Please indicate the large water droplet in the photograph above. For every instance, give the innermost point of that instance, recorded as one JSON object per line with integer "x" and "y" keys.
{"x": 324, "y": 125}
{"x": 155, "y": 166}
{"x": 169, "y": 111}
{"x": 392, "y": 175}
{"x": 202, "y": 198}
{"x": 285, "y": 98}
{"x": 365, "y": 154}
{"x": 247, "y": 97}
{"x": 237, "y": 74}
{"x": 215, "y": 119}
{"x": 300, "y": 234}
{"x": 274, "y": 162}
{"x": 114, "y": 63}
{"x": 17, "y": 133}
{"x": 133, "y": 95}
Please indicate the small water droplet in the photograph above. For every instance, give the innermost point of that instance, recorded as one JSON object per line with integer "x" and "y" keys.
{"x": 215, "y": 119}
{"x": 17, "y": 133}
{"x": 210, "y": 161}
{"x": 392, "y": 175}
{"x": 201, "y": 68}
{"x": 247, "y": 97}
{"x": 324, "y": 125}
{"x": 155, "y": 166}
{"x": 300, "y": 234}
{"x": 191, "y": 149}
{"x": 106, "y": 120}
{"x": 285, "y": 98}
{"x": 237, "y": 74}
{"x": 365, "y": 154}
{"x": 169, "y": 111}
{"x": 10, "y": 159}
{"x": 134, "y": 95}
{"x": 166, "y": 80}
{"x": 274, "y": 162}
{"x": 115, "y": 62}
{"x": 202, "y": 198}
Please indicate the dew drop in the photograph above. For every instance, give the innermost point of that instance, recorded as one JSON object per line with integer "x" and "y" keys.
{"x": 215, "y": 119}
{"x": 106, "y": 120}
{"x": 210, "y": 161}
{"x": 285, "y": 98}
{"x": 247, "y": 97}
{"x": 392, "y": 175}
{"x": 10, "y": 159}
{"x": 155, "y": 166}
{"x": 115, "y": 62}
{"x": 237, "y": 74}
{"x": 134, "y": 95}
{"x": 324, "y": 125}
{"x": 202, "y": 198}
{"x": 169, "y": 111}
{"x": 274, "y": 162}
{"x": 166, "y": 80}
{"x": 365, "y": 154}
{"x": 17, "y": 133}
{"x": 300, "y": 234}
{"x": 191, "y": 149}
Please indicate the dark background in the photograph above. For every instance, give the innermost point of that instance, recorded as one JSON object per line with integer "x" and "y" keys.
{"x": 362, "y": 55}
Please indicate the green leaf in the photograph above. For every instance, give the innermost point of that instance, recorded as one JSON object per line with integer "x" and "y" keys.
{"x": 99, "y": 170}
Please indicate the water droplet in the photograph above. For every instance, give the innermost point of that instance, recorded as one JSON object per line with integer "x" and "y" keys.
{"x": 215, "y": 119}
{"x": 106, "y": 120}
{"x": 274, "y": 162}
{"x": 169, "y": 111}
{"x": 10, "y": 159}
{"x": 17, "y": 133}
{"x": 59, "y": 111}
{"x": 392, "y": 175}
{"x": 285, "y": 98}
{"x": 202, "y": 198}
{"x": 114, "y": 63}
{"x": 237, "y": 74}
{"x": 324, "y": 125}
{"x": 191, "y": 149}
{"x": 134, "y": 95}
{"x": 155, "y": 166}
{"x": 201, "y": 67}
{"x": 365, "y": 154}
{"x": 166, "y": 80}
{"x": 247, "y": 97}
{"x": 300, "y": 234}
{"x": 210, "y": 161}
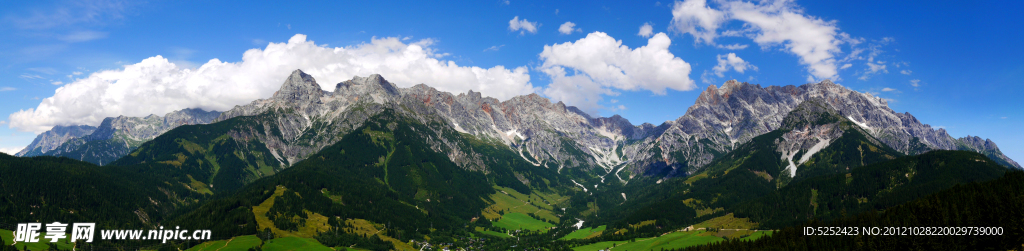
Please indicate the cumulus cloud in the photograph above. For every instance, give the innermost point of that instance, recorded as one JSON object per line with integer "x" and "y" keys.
{"x": 769, "y": 24}
{"x": 695, "y": 17}
{"x": 158, "y": 86}
{"x": 10, "y": 151}
{"x": 873, "y": 69}
{"x": 731, "y": 46}
{"x": 515, "y": 25}
{"x": 494, "y": 48}
{"x": 582, "y": 72}
{"x": 814, "y": 40}
{"x": 646, "y": 31}
{"x": 568, "y": 28}
{"x": 731, "y": 61}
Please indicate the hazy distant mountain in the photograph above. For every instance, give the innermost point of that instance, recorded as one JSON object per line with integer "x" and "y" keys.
{"x": 114, "y": 138}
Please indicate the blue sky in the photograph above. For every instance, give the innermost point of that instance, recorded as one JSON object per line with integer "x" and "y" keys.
{"x": 951, "y": 65}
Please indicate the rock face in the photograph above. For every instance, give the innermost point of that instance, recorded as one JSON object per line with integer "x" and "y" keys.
{"x": 116, "y": 136}
{"x": 51, "y": 139}
{"x": 304, "y": 119}
{"x": 737, "y": 112}
{"x": 558, "y": 136}
{"x": 987, "y": 148}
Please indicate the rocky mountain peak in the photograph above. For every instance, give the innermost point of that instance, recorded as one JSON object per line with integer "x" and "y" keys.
{"x": 374, "y": 85}
{"x": 299, "y": 88}
{"x": 51, "y": 139}
{"x": 814, "y": 111}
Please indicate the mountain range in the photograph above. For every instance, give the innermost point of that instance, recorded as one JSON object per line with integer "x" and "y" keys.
{"x": 540, "y": 130}
{"x": 375, "y": 166}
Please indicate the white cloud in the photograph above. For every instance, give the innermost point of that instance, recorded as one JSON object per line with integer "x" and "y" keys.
{"x": 731, "y": 46}
{"x": 494, "y": 48}
{"x": 73, "y": 12}
{"x": 158, "y": 86}
{"x": 813, "y": 39}
{"x": 515, "y": 25}
{"x": 567, "y": 28}
{"x": 731, "y": 61}
{"x": 82, "y": 36}
{"x": 600, "y": 66}
{"x": 873, "y": 69}
{"x": 11, "y": 151}
{"x": 770, "y": 24}
{"x": 646, "y": 30}
{"x": 32, "y": 76}
{"x": 695, "y": 17}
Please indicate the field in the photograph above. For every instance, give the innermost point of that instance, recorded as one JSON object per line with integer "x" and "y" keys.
{"x": 673, "y": 240}
{"x": 8, "y": 238}
{"x": 314, "y": 222}
{"x": 508, "y": 201}
{"x": 495, "y": 234}
{"x": 293, "y": 243}
{"x": 584, "y": 233}
{"x": 521, "y": 221}
{"x": 242, "y": 243}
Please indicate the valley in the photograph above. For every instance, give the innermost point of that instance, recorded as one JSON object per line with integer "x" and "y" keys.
{"x": 371, "y": 166}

◆ ◆ ◆ ◆ ◆ ◆ ◆

> **Exercise aim**
Only the text of the entries belongs in the answer, copied exactly; the pictures stay out.

> **Written reply**
Please indicate the large water droplet in the photograph above. For every instance, give the innermost point of that instance, recorded as one JSON object per line with integer "x" and "y" keys.
{"x": 324, "y": 125}
{"x": 155, "y": 166}
{"x": 169, "y": 111}
{"x": 392, "y": 175}
{"x": 202, "y": 198}
{"x": 285, "y": 98}
{"x": 365, "y": 154}
{"x": 247, "y": 97}
{"x": 237, "y": 74}
{"x": 215, "y": 119}
{"x": 300, "y": 234}
{"x": 274, "y": 162}
{"x": 114, "y": 63}
{"x": 17, "y": 133}
{"x": 133, "y": 95}
Please indicate the small water droplet in the photograph above. For every instance, give the innermost point of that instance, recorded as one JSON object per line with integer "x" and "y" keys.
{"x": 215, "y": 119}
{"x": 17, "y": 133}
{"x": 210, "y": 161}
{"x": 392, "y": 175}
{"x": 201, "y": 68}
{"x": 247, "y": 97}
{"x": 324, "y": 125}
{"x": 155, "y": 166}
{"x": 300, "y": 234}
{"x": 191, "y": 149}
{"x": 106, "y": 120}
{"x": 285, "y": 98}
{"x": 237, "y": 74}
{"x": 365, "y": 154}
{"x": 169, "y": 111}
{"x": 10, "y": 159}
{"x": 134, "y": 95}
{"x": 166, "y": 80}
{"x": 274, "y": 162}
{"x": 115, "y": 62}
{"x": 202, "y": 198}
Please indicate the dew drop in the photograph above. For every instance, give the innermost point of that instance, recorded as one JSON object per line with integer "x" and "y" keys.
{"x": 215, "y": 119}
{"x": 106, "y": 120}
{"x": 210, "y": 161}
{"x": 285, "y": 98}
{"x": 247, "y": 97}
{"x": 392, "y": 175}
{"x": 10, "y": 159}
{"x": 155, "y": 166}
{"x": 115, "y": 62}
{"x": 237, "y": 74}
{"x": 134, "y": 95}
{"x": 324, "y": 125}
{"x": 202, "y": 198}
{"x": 169, "y": 111}
{"x": 274, "y": 162}
{"x": 166, "y": 80}
{"x": 365, "y": 154}
{"x": 17, "y": 133}
{"x": 300, "y": 234}
{"x": 191, "y": 149}
Please indicate the dark background in the photograph above. For every instance, give the innermost point of that instance, recorded as one JSON object per line with integer "x" and "y" keys.
{"x": 362, "y": 55}
Please indicate the green leaf in the photograph above. For every instance, give the innermost point of that instance, recorded as one JSON object per line with integer "x" and "y" keys.
{"x": 99, "y": 170}
Please indicate the water droplet in the photograph above. For every instance, give the innermost point of that instance, recorded as one JSON object per line with integer "x" and "y" keys.
{"x": 215, "y": 119}
{"x": 106, "y": 120}
{"x": 274, "y": 162}
{"x": 169, "y": 111}
{"x": 10, "y": 159}
{"x": 17, "y": 133}
{"x": 59, "y": 111}
{"x": 392, "y": 175}
{"x": 285, "y": 98}
{"x": 202, "y": 198}
{"x": 114, "y": 63}
{"x": 237, "y": 74}
{"x": 324, "y": 125}
{"x": 191, "y": 149}
{"x": 134, "y": 95}
{"x": 155, "y": 166}
{"x": 201, "y": 67}
{"x": 365, "y": 154}
{"x": 166, "y": 80}
{"x": 247, "y": 97}
{"x": 300, "y": 234}
{"x": 210, "y": 161}
Please indicate the cumulus cloud in the photograph above. For every instance, give the innermost point of that instance, recorded as one JSON object per line with integer "x" and "y" keys.
{"x": 769, "y": 24}
{"x": 695, "y": 17}
{"x": 158, "y": 86}
{"x": 10, "y": 151}
{"x": 873, "y": 69}
{"x": 731, "y": 46}
{"x": 515, "y": 25}
{"x": 494, "y": 48}
{"x": 582, "y": 72}
{"x": 814, "y": 40}
{"x": 646, "y": 31}
{"x": 568, "y": 28}
{"x": 731, "y": 61}
Please indicate the hazy distant mountain in the photograph above. For every instance, give the innermost point of that instance, recorded as one JSON object per line with integer "x" and "y" keys.
{"x": 114, "y": 138}
Please indicate the blue sky in the photograph above. For every instance, give the innermost point of that instance, recorded as one JSON object per line with integer "x" and "y" keys.
{"x": 951, "y": 65}
Please indicate the rock face in the photograph above. For every instance, give the innermost point of that instance, recorded as one JSON object per line with integer "x" and "y" keys.
{"x": 116, "y": 136}
{"x": 51, "y": 139}
{"x": 304, "y": 119}
{"x": 737, "y": 112}
{"x": 558, "y": 136}
{"x": 987, "y": 148}
Please indicate the rocky mountain peak in the photograph above. For every instance, give the innermost point of that instance, recorded as one JSON object per line with integer "x" and "y" keys.
{"x": 374, "y": 85}
{"x": 299, "y": 88}
{"x": 51, "y": 139}
{"x": 814, "y": 111}
Please indicate the mountain range in the photograph above. For every instance, give the innermost point of that instance, recorded as one JSON object per line with integer "x" and "y" keys.
{"x": 540, "y": 130}
{"x": 375, "y": 166}
Please indicate the white cloud in the photograph above. For every instance, give the innermost point of that instance, recorded as one JSON object per line with integer "x" and "y" keys.
{"x": 731, "y": 46}
{"x": 494, "y": 48}
{"x": 73, "y": 12}
{"x": 158, "y": 86}
{"x": 813, "y": 39}
{"x": 515, "y": 25}
{"x": 567, "y": 28}
{"x": 731, "y": 61}
{"x": 82, "y": 36}
{"x": 600, "y": 66}
{"x": 873, "y": 69}
{"x": 11, "y": 151}
{"x": 770, "y": 24}
{"x": 646, "y": 30}
{"x": 32, "y": 76}
{"x": 695, "y": 17}
Please indicate the field in the photograph above. For every instance, give the innermost point of that instance, recorded as one JSON object per line with integer "x" and "y" keys.
{"x": 673, "y": 240}
{"x": 8, "y": 238}
{"x": 314, "y": 222}
{"x": 508, "y": 201}
{"x": 495, "y": 234}
{"x": 293, "y": 243}
{"x": 584, "y": 233}
{"x": 521, "y": 221}
{"x": 242, "y": 243}
Please indicate the valley in the photograph above. For every instance, give the innermost point of that instance, recorded as one JSON object per line with integer "x" and "y" keys.
{"x": 371, "y": 166}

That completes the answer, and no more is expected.